- Your instructions -
Return nothing but the lines from the line containing "Task: find the child's arm" through the last line of the records, reproduced exactly.

■ ■ ■

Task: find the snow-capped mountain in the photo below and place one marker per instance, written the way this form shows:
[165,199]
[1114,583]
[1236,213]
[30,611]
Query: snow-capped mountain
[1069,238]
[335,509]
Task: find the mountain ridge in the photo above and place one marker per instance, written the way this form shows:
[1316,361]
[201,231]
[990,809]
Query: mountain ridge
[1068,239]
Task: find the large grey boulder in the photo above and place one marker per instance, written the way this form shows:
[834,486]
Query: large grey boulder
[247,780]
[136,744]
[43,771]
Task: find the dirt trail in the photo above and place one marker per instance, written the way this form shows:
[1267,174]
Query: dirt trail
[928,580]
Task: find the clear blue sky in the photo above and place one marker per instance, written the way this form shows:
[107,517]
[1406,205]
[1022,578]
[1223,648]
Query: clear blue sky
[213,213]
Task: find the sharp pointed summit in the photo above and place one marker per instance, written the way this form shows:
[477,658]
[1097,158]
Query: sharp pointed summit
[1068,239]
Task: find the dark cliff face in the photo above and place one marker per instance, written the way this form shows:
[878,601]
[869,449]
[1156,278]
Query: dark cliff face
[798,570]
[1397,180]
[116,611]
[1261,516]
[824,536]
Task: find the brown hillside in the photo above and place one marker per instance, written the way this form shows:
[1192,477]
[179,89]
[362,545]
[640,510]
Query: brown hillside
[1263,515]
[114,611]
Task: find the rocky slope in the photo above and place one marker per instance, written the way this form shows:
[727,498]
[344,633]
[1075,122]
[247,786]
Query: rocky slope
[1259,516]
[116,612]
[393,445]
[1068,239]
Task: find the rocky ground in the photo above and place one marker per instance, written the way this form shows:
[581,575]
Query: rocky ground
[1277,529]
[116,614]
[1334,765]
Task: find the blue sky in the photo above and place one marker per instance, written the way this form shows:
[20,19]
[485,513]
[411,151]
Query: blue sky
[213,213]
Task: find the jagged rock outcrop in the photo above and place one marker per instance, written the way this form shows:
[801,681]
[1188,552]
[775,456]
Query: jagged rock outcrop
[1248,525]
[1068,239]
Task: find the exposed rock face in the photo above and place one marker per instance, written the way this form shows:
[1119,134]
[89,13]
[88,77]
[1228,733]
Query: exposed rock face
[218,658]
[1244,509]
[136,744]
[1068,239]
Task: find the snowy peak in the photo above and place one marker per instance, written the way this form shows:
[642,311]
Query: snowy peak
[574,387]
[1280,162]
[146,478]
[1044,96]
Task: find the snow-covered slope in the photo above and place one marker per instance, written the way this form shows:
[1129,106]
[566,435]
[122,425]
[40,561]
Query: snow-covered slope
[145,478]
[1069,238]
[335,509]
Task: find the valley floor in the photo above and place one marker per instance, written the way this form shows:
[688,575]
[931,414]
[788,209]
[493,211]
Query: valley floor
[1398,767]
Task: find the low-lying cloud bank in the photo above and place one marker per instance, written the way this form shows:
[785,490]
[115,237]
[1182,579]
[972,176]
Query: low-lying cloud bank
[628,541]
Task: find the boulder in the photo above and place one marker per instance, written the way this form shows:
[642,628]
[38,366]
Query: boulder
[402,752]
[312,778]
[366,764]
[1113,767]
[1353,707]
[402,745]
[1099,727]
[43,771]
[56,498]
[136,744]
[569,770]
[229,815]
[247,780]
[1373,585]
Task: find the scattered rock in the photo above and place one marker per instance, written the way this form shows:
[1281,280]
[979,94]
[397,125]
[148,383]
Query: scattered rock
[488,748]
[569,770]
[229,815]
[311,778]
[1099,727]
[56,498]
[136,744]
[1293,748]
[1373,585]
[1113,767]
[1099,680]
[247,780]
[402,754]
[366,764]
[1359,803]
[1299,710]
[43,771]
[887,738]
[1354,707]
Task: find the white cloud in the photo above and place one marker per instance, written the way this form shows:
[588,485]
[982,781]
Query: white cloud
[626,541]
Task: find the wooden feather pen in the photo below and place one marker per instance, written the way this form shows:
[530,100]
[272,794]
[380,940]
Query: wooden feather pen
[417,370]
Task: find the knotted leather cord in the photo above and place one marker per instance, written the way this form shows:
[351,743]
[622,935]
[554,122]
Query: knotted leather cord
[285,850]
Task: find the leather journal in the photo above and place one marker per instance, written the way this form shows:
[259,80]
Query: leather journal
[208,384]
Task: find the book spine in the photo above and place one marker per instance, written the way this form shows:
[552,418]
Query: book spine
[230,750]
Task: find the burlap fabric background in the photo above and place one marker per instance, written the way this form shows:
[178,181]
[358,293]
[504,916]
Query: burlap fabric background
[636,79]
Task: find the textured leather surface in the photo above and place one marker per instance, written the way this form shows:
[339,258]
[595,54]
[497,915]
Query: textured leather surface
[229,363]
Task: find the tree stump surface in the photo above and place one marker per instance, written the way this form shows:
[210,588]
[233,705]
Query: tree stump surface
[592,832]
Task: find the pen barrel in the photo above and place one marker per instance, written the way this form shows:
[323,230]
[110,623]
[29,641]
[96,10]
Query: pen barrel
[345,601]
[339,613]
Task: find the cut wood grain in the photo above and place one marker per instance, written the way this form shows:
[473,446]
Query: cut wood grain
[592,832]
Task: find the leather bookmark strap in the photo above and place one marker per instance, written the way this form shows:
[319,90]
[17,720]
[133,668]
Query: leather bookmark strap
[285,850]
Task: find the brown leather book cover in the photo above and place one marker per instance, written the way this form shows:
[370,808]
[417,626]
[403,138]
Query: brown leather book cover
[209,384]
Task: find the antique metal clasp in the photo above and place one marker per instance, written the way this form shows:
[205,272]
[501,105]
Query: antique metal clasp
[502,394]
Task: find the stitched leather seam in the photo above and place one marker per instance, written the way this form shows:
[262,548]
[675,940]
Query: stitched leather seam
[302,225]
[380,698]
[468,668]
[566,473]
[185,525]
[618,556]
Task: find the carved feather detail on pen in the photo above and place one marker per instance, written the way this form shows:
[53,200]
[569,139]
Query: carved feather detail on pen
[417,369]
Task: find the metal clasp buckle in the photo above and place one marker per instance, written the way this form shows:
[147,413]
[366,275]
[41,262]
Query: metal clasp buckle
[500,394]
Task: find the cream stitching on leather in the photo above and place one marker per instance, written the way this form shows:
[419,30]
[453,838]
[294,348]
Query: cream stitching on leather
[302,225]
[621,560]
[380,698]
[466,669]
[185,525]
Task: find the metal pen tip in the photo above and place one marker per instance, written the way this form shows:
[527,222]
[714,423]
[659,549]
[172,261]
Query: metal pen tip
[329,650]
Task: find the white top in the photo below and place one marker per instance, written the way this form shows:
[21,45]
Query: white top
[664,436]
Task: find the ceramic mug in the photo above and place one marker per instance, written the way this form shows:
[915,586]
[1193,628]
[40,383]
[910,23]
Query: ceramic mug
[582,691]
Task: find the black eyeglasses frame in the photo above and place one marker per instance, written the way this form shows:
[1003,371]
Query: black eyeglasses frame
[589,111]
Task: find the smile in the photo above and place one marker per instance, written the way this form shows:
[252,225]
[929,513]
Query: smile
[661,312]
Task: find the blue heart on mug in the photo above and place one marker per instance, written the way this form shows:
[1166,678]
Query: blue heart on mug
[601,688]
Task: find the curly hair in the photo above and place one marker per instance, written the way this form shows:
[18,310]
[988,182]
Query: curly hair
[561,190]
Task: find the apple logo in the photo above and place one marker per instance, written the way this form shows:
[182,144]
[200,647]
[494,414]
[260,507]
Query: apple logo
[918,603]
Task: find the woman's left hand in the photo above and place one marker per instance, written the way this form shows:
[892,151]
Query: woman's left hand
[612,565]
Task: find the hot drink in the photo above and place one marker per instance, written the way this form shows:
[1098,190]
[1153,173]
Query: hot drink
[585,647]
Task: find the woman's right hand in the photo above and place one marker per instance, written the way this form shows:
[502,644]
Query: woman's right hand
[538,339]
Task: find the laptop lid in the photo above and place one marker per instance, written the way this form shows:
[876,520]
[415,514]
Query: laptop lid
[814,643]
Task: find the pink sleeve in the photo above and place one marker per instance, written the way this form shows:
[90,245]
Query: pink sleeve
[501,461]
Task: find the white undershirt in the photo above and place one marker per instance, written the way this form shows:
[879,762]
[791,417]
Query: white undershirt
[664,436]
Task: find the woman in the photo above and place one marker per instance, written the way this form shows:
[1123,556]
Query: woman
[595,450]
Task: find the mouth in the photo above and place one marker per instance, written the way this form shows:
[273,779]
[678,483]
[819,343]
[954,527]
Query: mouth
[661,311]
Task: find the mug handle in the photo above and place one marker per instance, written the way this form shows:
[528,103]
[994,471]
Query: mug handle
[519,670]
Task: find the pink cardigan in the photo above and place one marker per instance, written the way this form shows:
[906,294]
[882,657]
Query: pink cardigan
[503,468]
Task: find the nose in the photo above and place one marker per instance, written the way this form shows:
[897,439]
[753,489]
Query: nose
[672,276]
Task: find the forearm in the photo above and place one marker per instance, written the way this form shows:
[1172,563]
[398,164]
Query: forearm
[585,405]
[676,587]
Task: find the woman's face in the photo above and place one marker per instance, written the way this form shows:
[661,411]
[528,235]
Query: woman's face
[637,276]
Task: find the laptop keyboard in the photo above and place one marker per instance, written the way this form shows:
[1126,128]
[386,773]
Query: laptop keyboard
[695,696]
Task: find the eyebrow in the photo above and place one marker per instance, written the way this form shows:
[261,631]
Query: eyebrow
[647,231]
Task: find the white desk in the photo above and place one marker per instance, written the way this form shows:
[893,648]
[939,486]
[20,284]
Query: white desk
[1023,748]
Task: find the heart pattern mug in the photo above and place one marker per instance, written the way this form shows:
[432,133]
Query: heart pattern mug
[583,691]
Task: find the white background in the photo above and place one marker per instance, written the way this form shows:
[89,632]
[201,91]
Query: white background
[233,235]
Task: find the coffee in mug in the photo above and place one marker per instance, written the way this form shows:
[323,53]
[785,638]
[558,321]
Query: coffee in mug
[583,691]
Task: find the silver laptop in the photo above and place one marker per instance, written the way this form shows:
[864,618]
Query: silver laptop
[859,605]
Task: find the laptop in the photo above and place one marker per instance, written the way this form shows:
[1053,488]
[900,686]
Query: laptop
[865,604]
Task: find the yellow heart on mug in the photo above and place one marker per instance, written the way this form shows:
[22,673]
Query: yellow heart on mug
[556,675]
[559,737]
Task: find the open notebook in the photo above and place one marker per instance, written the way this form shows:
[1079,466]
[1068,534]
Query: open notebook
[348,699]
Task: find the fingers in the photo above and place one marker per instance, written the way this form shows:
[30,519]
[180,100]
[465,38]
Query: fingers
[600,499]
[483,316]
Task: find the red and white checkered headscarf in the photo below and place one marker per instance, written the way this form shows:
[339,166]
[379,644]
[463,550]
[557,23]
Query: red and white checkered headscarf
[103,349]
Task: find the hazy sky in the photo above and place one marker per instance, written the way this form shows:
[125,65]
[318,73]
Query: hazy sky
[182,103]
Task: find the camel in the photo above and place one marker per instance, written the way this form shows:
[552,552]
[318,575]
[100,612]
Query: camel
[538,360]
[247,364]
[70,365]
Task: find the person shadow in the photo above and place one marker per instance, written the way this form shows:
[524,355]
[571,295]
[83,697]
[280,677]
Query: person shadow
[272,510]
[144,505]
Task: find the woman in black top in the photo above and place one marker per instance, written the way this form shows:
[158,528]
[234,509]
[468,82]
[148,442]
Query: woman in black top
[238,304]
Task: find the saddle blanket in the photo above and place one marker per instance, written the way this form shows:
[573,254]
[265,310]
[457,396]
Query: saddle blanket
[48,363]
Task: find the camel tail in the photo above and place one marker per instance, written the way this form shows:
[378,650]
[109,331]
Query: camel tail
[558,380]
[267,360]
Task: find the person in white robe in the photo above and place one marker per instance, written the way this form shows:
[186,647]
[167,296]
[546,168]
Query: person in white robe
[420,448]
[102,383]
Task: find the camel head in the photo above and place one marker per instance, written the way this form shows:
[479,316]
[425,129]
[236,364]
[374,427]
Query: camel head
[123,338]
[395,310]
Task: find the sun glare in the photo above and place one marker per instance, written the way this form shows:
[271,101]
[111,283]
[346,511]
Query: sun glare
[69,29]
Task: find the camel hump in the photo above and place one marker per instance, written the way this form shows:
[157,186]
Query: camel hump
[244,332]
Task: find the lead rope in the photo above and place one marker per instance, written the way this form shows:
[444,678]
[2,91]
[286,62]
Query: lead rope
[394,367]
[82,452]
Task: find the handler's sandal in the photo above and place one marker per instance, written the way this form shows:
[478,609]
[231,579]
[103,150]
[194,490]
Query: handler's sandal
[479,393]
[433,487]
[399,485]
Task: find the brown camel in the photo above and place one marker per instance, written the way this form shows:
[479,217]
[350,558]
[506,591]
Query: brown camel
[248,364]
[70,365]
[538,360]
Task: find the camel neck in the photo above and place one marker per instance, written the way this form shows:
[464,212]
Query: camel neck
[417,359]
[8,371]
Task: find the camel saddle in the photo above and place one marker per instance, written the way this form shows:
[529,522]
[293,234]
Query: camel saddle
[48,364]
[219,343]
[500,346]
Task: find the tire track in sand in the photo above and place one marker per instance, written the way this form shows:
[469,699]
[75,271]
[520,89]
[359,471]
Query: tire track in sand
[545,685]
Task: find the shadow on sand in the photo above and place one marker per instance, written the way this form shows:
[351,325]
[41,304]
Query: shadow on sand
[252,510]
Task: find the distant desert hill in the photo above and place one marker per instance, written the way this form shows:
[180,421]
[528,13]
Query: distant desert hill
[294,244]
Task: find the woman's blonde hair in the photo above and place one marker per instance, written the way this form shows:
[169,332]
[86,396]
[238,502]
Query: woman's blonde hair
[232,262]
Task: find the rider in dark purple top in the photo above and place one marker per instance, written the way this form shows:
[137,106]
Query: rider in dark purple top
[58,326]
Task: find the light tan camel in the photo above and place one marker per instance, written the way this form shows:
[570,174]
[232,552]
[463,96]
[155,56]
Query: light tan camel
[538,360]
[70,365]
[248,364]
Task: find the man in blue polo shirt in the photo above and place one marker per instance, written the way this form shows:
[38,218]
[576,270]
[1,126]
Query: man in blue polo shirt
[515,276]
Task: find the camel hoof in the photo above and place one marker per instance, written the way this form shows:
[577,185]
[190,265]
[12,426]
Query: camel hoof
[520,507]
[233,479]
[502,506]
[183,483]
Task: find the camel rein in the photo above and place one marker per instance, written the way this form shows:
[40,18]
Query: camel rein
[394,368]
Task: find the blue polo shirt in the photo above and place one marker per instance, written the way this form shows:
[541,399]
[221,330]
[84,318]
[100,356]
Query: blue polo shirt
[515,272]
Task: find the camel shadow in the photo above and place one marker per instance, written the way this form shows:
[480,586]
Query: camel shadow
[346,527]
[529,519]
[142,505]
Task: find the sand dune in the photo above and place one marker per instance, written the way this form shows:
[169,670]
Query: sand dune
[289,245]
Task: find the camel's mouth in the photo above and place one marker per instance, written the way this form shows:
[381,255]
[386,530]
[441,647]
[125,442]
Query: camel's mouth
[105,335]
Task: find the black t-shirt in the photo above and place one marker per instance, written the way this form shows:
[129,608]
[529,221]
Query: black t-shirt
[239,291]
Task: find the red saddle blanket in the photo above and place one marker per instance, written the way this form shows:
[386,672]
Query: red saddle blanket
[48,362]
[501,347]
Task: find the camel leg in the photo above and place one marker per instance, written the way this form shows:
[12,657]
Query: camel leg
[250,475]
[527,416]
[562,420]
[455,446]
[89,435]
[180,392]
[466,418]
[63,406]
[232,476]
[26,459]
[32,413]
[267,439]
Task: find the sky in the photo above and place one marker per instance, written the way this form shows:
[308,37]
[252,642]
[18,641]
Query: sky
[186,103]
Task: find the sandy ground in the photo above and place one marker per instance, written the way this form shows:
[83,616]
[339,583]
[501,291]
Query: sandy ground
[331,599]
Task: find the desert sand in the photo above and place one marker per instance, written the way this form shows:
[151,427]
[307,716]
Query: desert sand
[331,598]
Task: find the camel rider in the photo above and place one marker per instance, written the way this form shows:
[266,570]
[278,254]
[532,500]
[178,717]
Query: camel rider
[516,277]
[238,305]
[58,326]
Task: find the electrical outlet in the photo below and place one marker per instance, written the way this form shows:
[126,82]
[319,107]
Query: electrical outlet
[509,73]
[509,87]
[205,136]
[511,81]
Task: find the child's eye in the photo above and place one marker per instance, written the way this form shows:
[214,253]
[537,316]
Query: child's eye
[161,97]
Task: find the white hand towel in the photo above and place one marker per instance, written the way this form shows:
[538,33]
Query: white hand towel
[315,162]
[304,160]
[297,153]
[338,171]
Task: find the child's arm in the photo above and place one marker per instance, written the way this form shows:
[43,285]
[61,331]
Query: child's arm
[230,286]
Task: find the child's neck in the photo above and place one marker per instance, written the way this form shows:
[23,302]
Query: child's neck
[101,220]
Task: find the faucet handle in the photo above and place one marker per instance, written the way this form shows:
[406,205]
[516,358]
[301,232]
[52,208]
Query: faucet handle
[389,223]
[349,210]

■ ■ ■

- Result for this exercise -
Task: find the child's arm in the photo above and place one marker per instance, written the way this form shows:
[43,285]
[61,331]
Query: child's arm
[230,286]
Task: find the child's neck in the photo above and place one marker per instance, written the way this form shows:
[23,302]
Query: child's neck
[101,220]
Task: find the faucet handle in the photo above and place one marker per instance, written the way this form shows:
[406,205]
[516,358]
[301,232]
[52,208]
Query: faucet handle
[389,223]
[349,210]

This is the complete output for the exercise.